Source material:
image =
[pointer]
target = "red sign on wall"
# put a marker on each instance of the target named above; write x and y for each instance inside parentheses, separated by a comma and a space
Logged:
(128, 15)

* * *

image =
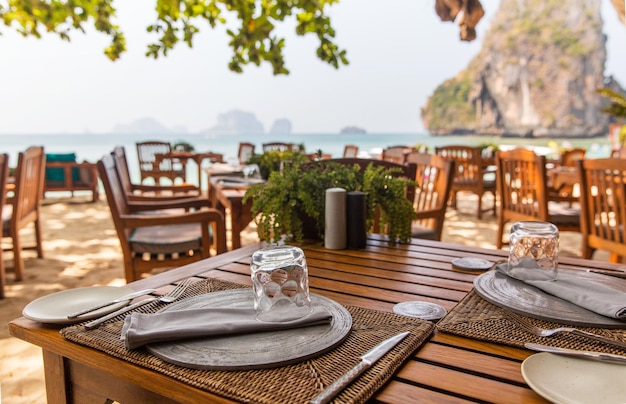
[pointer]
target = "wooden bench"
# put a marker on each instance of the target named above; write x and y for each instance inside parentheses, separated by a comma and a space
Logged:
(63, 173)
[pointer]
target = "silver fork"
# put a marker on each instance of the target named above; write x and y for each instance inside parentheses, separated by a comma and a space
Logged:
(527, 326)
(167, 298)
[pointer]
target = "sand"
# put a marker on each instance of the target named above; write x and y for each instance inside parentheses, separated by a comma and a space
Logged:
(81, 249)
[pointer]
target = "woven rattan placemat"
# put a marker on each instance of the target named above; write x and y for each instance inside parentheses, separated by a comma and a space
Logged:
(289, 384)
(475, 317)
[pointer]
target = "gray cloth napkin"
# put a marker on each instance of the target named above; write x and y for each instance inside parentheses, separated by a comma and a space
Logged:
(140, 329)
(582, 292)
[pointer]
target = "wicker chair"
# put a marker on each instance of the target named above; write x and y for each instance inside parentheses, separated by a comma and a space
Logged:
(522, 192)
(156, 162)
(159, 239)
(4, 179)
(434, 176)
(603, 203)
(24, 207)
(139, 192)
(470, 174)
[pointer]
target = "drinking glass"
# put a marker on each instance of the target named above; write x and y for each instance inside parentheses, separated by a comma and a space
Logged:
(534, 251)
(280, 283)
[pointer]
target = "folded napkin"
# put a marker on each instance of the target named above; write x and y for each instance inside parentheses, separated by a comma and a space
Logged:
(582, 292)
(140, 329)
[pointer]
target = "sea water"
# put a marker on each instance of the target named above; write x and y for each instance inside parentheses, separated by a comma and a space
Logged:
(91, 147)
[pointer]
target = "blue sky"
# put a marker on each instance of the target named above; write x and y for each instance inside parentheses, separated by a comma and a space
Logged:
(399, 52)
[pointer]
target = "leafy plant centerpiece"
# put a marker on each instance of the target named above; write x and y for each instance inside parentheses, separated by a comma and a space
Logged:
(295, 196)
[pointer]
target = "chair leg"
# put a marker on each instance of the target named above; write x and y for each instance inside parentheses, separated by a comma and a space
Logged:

Exercise objective:
Report how many lines in the entries hold the string "napkin". Nothing but the number is wanted.

Reply to the task:
2